WHAT IS ASKED »
1) Answer these questions using the essay on art and death:
(a) At what age did Dash Snow die?
(b) Where did Lutz Bacher exhibit?
(c) In what year did Robert Rauschenberg die?
2) In the essay on art and death, quote the stretch from "To get the platitudes" through "a painted sarcophagus.".
3) Extend the essay on art and death, picking up after its final sentence.

DOCUMENT »
Another World

John Haber
in New York City

Dash Snow and Lutz Bacher

Maurizio Cattelan Is Dead

Death lingered over the galleries this summer. In a sense, it always does, but three memorials in 2009 made it strangely explicit. Each also contains a puzzle: just what does it make explicit? One subject had barely made art, another went unnamed in her own memorial, and another did not bother to die.

Dash Snow, an emerging artist, died July 13 at age twenty-seven. He received an almost instantaneous memorial exhibition at Soho's most visible gallery. Lutz Bacher, best known for a video tribute to a former East Village dealer, exhibited at P.S. 1. Over time, Bacher has made the subjects of her work deliberately harder to identify, and she keeps an even lower profile herself. A pretend gallery retrospective of Maurizio Cattelan, an Italian artist, even contains his coffin. He does not happen to be lying in it, and he would need airfare to try. Maurizio Cattelan really is dead, right? (Triple Candie, 2009)

Art for the living

To get the platitudes out of the way, art is for the living. It just may not seem that way. Art's ritual functions go back to preparations for the kill, in Lascaux cave paintings before a hunt. Perhaps the first modern portraits, from classical Rome, often commemorate a spouse. Masaccio, who pioneered Italian Renaissance painting, died young, and his last fresco contemplates death. In his Trinity, a heavily shrouded Mary points to her dead son on the cross, and at its base a painted skeleton lies on a painted sarcophagus.

The sarcophagus comes closest to eye level, and the dramatic perspective above insists on it. It also insists on the work's commonplace inscription: I am that which you are, and what I am you will also be. Art has trafficked in memorials ever since, with many even grander displays of wealth, power, and mortality—for Ground Zero, 9/11, the Holocaust, the Irish famine, or proud conquerors. They turn on another platitude, of art as a token of life but also the absence of what it depicts. As the villain of Robert Browning's "My Last Duchess" boasts in pointing to his cherished portrait, "There she stands as if alive."

Postmodernism loves paradoxes like these. It also likes to dismantle institutions of privilege and power. Those institutions include art. Death is often the occasion for an assessment and a retrospective—and a good thing, too. At other times, museums have worked with artists on the informed retrospective they deserve while they are still alive. Think of Robert Rauschenberg, whose retrospective came before his death in 2008, along with a show of his combine paintings.

[Collected data entries]
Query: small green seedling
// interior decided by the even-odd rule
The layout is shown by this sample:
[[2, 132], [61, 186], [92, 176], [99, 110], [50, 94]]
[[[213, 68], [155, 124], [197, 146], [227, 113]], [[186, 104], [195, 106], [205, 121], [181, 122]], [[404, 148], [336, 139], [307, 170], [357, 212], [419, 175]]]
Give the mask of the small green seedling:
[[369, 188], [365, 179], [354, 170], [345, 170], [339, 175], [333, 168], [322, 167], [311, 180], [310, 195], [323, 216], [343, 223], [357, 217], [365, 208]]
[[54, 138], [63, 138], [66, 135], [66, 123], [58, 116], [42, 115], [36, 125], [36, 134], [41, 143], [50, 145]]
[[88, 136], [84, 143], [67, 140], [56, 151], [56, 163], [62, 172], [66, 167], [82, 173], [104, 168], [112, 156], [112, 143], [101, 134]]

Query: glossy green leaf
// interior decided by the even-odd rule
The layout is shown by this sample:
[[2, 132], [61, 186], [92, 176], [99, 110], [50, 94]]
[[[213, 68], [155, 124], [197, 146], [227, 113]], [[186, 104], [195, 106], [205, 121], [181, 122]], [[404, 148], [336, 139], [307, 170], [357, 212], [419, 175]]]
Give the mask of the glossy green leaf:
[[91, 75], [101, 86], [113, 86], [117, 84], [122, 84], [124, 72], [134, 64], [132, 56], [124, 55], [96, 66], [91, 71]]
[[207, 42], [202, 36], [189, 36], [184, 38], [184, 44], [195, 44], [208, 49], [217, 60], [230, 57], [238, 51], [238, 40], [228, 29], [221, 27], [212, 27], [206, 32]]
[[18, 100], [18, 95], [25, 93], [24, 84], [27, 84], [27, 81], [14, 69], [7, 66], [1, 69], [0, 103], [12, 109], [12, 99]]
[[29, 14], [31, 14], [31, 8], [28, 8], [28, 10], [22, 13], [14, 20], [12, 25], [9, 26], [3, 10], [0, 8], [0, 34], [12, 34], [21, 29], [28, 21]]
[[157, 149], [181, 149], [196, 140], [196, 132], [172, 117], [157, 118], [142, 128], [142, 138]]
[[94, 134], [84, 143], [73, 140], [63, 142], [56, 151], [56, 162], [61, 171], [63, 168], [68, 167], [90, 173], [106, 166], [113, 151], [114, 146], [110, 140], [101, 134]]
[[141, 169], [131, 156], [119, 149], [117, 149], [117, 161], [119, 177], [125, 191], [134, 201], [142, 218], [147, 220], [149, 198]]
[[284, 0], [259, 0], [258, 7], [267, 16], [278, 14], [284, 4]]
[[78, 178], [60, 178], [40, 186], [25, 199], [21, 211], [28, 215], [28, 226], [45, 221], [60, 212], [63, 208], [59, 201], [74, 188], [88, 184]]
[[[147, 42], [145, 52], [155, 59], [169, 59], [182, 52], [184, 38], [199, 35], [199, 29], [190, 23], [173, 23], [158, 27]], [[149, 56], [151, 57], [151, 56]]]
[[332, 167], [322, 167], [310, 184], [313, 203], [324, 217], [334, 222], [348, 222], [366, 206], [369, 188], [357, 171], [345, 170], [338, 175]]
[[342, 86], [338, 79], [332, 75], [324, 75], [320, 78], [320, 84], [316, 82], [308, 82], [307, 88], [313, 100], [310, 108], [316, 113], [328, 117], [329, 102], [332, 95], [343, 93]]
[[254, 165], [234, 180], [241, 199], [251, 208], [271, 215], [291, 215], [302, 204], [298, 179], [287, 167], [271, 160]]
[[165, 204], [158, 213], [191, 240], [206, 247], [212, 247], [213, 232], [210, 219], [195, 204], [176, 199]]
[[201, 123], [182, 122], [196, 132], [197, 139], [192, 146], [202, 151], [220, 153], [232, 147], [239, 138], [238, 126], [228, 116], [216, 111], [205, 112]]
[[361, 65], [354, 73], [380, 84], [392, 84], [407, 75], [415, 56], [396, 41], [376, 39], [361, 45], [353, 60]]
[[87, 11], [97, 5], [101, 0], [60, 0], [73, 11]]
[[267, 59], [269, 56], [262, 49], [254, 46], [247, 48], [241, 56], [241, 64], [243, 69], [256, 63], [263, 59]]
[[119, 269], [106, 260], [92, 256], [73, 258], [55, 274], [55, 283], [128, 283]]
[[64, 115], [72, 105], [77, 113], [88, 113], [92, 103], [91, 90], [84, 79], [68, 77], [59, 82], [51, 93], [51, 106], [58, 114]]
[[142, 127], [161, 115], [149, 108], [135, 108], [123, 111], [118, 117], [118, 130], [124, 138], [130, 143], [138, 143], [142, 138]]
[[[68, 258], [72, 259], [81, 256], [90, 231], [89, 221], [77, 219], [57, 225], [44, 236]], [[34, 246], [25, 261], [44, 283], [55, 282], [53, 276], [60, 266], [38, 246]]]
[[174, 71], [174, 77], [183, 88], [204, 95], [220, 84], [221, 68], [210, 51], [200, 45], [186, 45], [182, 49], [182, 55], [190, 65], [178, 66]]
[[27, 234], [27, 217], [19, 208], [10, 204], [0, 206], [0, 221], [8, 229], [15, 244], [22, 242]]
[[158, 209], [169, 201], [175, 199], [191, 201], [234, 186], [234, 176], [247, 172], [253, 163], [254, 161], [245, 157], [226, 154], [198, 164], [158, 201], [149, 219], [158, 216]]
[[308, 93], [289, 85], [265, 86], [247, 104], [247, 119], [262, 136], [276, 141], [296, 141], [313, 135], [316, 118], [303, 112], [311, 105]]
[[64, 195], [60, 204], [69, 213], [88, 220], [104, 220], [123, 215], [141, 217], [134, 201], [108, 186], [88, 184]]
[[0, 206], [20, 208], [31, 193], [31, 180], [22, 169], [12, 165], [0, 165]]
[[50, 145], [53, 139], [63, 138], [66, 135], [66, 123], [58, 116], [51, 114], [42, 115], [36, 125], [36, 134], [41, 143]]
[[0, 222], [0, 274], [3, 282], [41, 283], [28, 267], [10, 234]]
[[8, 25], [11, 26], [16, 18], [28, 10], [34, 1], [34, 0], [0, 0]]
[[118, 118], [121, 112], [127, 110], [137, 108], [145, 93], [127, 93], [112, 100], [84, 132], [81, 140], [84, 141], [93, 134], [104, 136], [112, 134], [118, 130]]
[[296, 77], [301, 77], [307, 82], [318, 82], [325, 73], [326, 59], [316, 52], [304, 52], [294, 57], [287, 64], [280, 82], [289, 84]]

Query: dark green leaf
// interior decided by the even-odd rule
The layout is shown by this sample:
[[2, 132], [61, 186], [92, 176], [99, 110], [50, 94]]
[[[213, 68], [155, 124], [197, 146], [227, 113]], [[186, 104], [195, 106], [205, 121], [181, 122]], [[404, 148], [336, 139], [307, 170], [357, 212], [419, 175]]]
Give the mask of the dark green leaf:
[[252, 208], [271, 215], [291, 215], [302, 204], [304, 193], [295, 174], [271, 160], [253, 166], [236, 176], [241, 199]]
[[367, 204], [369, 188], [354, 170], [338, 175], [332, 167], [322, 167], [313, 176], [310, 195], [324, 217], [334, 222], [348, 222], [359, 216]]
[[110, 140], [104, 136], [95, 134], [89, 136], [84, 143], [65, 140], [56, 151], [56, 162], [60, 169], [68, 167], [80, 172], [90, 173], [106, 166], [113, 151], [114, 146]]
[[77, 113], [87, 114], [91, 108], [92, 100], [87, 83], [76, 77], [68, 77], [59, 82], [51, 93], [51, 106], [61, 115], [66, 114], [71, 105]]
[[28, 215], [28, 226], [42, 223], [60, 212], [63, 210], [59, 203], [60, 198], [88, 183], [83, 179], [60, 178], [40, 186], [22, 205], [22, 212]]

REPLIES »
1)
(a) Twenty-seven
(b) P.S. 1
(c) 2008

2)
To get the platitudes out of the way, art is for the living. It just may not seem that way. Art's ritual functions go back to preparations for the kill, in Lascaux cave paintings before a hunt. Perhaps the first modern portraits, from classical Rome, often commemorate a spouse. Masaccio, who pioneered Italian Renaissance painting, died young, and his last fresco contemplates death. In his Trinity, a heavily shrouded Mary points to her dead son on the cross, and at its base a painted skeleton lies on a painted sarcophagus.

3)
Not every artist and institution has such generous motives. Museum studies has compared the typical white cube to a mausoleum, and it adds to museum's dignity and prestige. Death can also raise prices. A show this year got respect—and auction records—for Picasso's last decade. Critics noted how Pablo Picasso churned out late works to ensure the value of his estate. While each of the three shows this summer is a sincere tribute to an artist, it also thrives on the politics of art.

Snow died alone of an overdose, in a hotel room in the East Village. For a moment, though, one could sustain the illusion of an arts community. He had managed only two New York solo exhibitions of paintings and assemblages—at a defunct gallery at that. Yet he drew enormous press and a lavish memorial exhibition. Bacher plays carefully indeed with her absence and the absence of a dealer, Pat Hearn. She also lingers over the Kennedy assassination, but in an entirely fictional interview, and turns a rock concert into a dirge.

"Maurizio Cattelan Is Dead" is still more self-aware, as well as critical of Maurizio Cattelan and art-world celebrity. It could just as well call itself "Maurizio Cattelan Is Alive," since he is, but it makes a good case that Cattelan's gamesmanship would look more serious and meaningful without him. In a final conversation with his companion, Snow said, "Goodbye. I love you. I'll see you in another world." He could have meant the art world.

Stardust memories

Who I am to write about Dash Snow? One should not speak ill of the dead. One should not add to the verbiage on a cruel change indeed to contemporary art, tabloid celebrity. Besides, Snow was the consummate insider, and I look on from the outside.

And the young artist was an insider, from the start, with a combination peculiar to art in the new century—status symbol and lone rebel. Ryan McGinley became the youngest artist ever to get a solo show at the Whitney by photographing just that, and Snow posed in his bohemian company. The Saatchi Collection almost defined the formula more than a decade ago, and such Young British Artists as Tracey Emin have had fun with it. Saatchi collected him, and Deitch Projects gave him a big, sloppy, forgettable installation. Deitch has also given Snow a "Community Memorial" exhibition, with artists he may never have known. The top critic at The Times wrote his obituary—while James Kalm, hauling his video camera, speaks of paying his respects.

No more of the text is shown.